Natural-language object grounding data:
——————

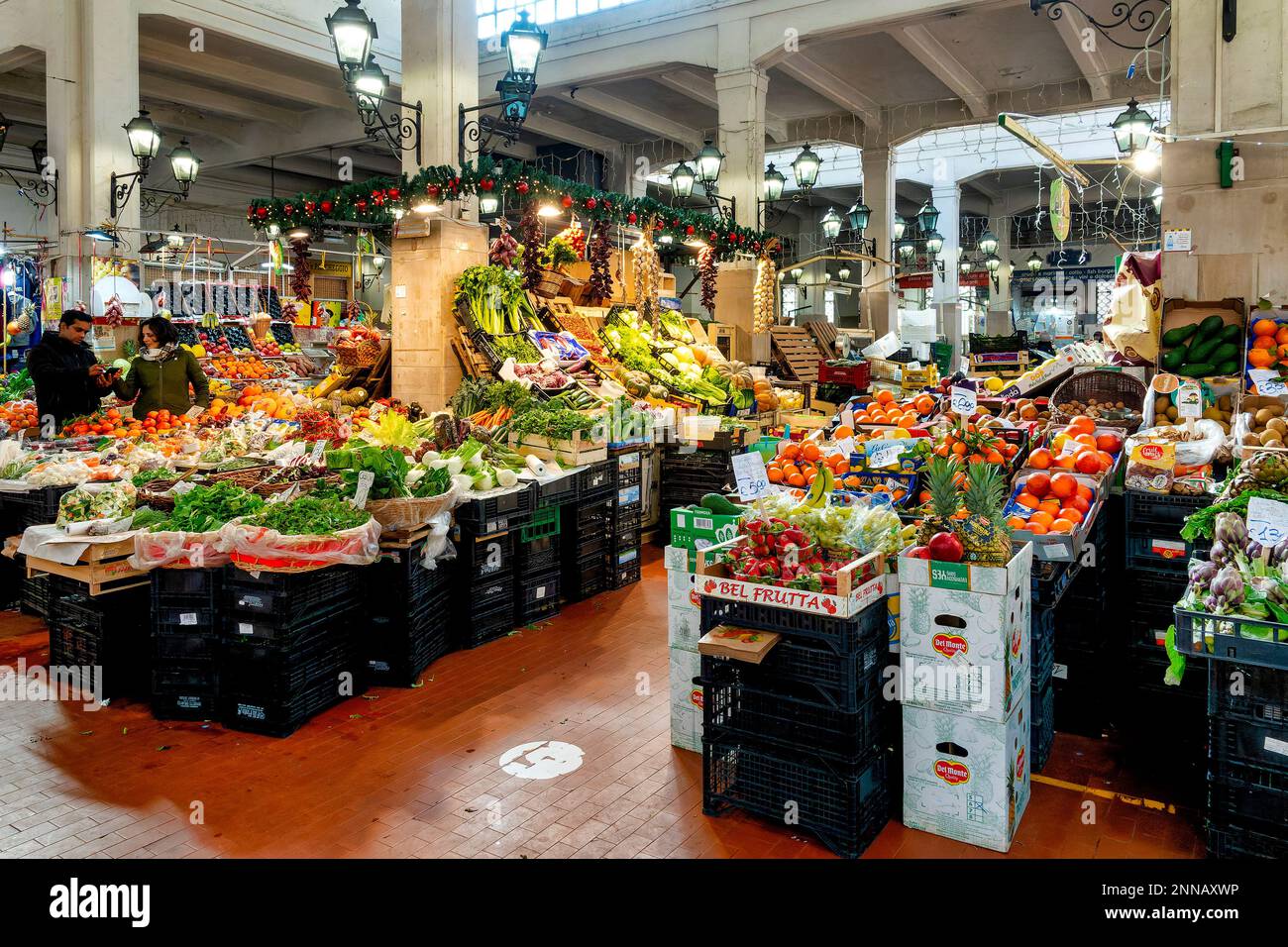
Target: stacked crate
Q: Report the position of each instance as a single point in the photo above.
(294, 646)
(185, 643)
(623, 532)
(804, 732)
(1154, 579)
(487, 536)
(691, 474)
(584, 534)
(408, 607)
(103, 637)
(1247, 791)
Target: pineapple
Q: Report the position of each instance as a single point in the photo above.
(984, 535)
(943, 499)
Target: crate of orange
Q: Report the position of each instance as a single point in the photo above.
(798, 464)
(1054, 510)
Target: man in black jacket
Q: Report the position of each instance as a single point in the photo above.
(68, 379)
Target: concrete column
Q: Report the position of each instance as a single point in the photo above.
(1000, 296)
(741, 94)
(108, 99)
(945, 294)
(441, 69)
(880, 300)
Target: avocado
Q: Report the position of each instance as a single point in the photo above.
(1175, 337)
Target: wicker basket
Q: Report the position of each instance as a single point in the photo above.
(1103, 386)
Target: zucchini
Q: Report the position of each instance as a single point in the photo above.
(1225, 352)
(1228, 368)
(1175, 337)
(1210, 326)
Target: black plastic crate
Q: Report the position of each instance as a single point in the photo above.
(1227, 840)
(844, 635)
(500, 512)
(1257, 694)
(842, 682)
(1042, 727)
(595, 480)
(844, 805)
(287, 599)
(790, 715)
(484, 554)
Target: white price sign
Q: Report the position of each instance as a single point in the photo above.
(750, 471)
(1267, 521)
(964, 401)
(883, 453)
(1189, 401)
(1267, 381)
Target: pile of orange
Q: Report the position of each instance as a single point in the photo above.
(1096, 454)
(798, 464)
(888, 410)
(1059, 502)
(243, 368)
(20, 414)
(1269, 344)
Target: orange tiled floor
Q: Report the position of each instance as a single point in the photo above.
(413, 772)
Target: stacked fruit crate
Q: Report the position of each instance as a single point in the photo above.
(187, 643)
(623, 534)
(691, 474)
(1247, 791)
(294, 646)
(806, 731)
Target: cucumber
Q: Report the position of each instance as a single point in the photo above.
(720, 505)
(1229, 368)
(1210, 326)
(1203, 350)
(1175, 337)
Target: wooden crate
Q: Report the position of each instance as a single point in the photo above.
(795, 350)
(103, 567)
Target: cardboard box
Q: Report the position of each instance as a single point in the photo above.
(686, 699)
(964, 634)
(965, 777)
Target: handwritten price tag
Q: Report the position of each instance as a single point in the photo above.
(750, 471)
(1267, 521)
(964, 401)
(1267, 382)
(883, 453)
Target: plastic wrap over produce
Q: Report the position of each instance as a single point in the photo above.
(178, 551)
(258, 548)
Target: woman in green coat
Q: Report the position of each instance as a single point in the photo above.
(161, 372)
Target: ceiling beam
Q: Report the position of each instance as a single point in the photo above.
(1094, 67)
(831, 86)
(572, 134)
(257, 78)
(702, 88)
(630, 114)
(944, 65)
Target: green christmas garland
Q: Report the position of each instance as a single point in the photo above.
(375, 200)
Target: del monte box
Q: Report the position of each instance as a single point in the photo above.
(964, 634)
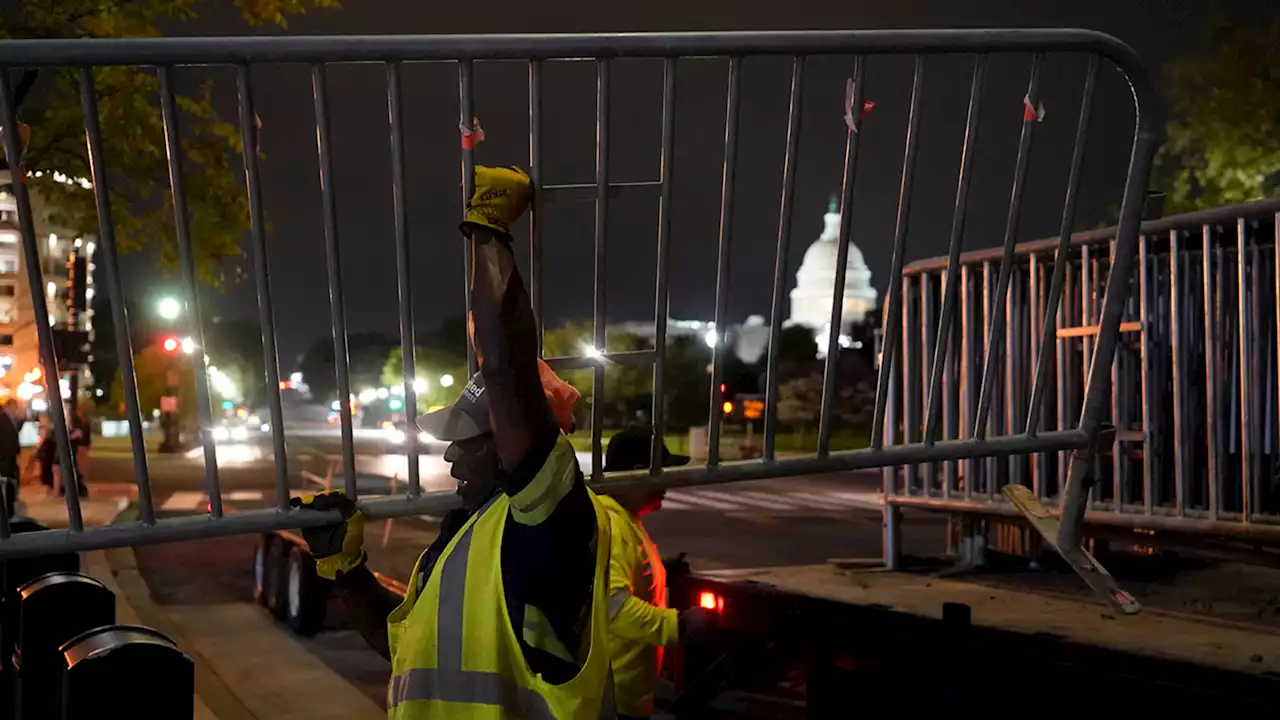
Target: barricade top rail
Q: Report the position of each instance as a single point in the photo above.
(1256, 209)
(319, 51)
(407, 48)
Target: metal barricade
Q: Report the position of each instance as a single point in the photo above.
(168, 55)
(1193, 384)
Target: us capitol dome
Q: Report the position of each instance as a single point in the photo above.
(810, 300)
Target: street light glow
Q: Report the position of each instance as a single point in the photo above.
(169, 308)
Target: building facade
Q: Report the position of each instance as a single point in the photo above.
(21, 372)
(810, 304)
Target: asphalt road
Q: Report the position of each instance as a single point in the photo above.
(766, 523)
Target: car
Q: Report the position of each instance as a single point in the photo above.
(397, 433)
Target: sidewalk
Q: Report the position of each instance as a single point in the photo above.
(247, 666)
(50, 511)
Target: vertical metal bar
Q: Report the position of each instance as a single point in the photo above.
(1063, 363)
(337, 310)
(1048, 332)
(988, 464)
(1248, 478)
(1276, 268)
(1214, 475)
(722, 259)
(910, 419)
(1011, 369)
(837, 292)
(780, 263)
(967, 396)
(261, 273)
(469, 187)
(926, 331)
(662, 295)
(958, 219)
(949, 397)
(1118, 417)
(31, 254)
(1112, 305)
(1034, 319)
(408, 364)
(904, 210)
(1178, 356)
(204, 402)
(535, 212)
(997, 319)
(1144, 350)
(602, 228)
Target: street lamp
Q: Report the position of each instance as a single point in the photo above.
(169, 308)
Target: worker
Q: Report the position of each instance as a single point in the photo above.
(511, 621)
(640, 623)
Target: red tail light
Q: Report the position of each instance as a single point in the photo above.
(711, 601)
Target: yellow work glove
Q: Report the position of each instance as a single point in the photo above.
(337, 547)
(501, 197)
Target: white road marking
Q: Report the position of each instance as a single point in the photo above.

——————

WHAT IS REQUIRED:
Repeat every entry above exactly; images stay out of the copy.

WRITTEN RESPONSE:
Target: stacked crate
Q: Report the position of each instance as a single point in the photo above.
(294, 646)
(185, 643)
(623, 532)
(804, 732)
(1154, 579)
(487, 536)
(691, 474)
(584, 534)
(408, 607)
(103, 637)
(1247, 791)
Target: pineapple
Q: Report the position of each instance as a single point in the photo above.
(984, 535)
(943, 499)
Target: crate of orange
Q: Report the position of each instance as a single point in the photo above.
(798, 464)
(1054, 510)
Target: man in black jacket
Q: Report the position of each instance as a single point in the photo above.
(68, 379)
Target: concrete column
Q: Report the position of each instance as a single point in the photo above.
(1000, 296)
(741, 94)
(108, 99)
(945, 294)
(441, 69)
(880, 300)
Target: avocado
Q: Report the position of each instance as a single point in the photo above.
(1175, 337)
Target: wicker basket
Q: Report the position of each instance as a single point in the photo above.
(1103, 386)
Target: zucchini
Q: Report the position of each instance as a single point in the photo above.
(1225, 352)
(1228, 368)
(1175, 337)
(1210, 326)
Target: black plastic crate
Q: Report the position of each instance as a single point in the photo above.
(1227, 840)
(844, 635)
(500, 512)
(1257, 694)
(842, 682)
(1042, 727)
(595, 480)
(844, 805)
(287, 599)
(790, 715)
(484, 554)
Target: white price sign
Q: Report the position of each instance as a single point in the photo above.
(750, 471)
(1267, 521)
(964, 401)
(883, 453)
(1189, 401)
(1267, 381)
Target: pile of orange
Q: Report the position of each instance as a single point in the photo above.
(1096, 454)
(798, 464)
(888, 410)
(1059, 502)
(243, 368)
(20, 414)
(1269, 344)
Target: orange tiled floor
Q: Report the position of each instance as a single point in the photo above.
(413, 772)
Target: stacked fruit crate
Q: Report the position of each instance as a single point in the photo above.
(187, 643)
(623, 534)
(691, 474)
(1247, 791)
(294, 646)
(806, 731)
Target: cucumber
Q: Report the position of each instance as a single point in the photo above.
(720, 505)
(1229, 368)
(1210, 326)
(1203, 350)
(1175, 337)
Target: wooden crate
Q: Report the position of each instance as a single point in the photo above.
(795, 350)
(103, 567)
Target: cardboard box
Q: Report the position of each instance as a single point in the photo above.
(686, 699)
(964, 634)
(965, 777)
Target: handwritten price tag
Q: Report the position of each instance as a single point in the photo above.
(750, 471)
(1267, 521)
(964, 401)
(1267, 382)
(883, 453)
Target: plastic wrap over produce
Q: Report the position of each instance as a single point in the photo above.
(178, 551)
(258, 548)
Target: woman in green coat
Q: Report the position of each instance as a single point in the photo above.
(161, 372)
Target: ceiling beam
Q: Report the position of each instance as a single point in the photo above.
(1094, 67)
(831, 86)
(572, 134)
(257, 78)
(702, 88)
(630, 114)
(944, 65)
Target: green christmas garland
Q: Report the position of each instance as a single point in the photo above.
(375, 200)
Target: del monte box
Q: Report the position of each instance as a single point in the photo above.
(964, 634)
Target: barricade top rail
Q: Report the position of each instance as a single point in the photo above.
(1256, 209)
(319, 51)
(407, 48)
Target: metal barricade
Q: Report the position of each instance as a single point in the photo above.
(168, 55)
(1193, 384)
Target: us capitol dome
Q: Report the position of each instance as a single point in the photo above.
(810, 300)
Target: street light glow
Q: Report the position of each instance as a single point in the photo above.
(169, 308)
Target: building facade
Q: Report the position of each instance as a single point in the photo above.
(21, 372)
(810, 304)
Target: asphalt road
Q: Report the position of each instance as a single point in the photo above.
(766, 523)
Target: car
Q: Report the position of each instance as a single point in the photo above.
(397, 433)
Target: sidewalk
Q: Report the position of each instance as a single point in the photo above.
(247, 666)
(50, 511)
Target: vertical metal bar
Q: Report the position of each instance as a single point in the photo above.
(1063, 363)
(337, 310)
(1048, 332)
(988, 464)
(1248, 478)
(1276, 268)
(1214, 475)
(722, 259)
(910, 419)
(1011, 369)
(837, 292)
(780, 263)
(967, 396)
(261, 273)
(469, 187)
(926, 331)
(662, 295)
(958, 219)
(949, 397)
(1118, 417)
(31, 254)
(1112, 305)
(1034, 319)
(408, 364)
(904, 210)
(1178, 356)
(204, 402)
(535, 212)
(997, 319)
(1144, 350)
(602, 228)
Target: street lamp
Q: Report the position of each instance as a single point in the photo above.
(169, 308)
Target: worker
Q: Report the position of each instance as a single point in the photo above.
(511, 621)
(640, 623)
Target: red tail light
Q: Report the position of each instance as a single point in the photo above.
(711, 601)
Target: yellow work glove
Q: Report the position of each instance as a single point in the photo above.
(337, 547)
(501, 197)
Target: white road marking
Q: Report the position of each instance as a single point in the photo above.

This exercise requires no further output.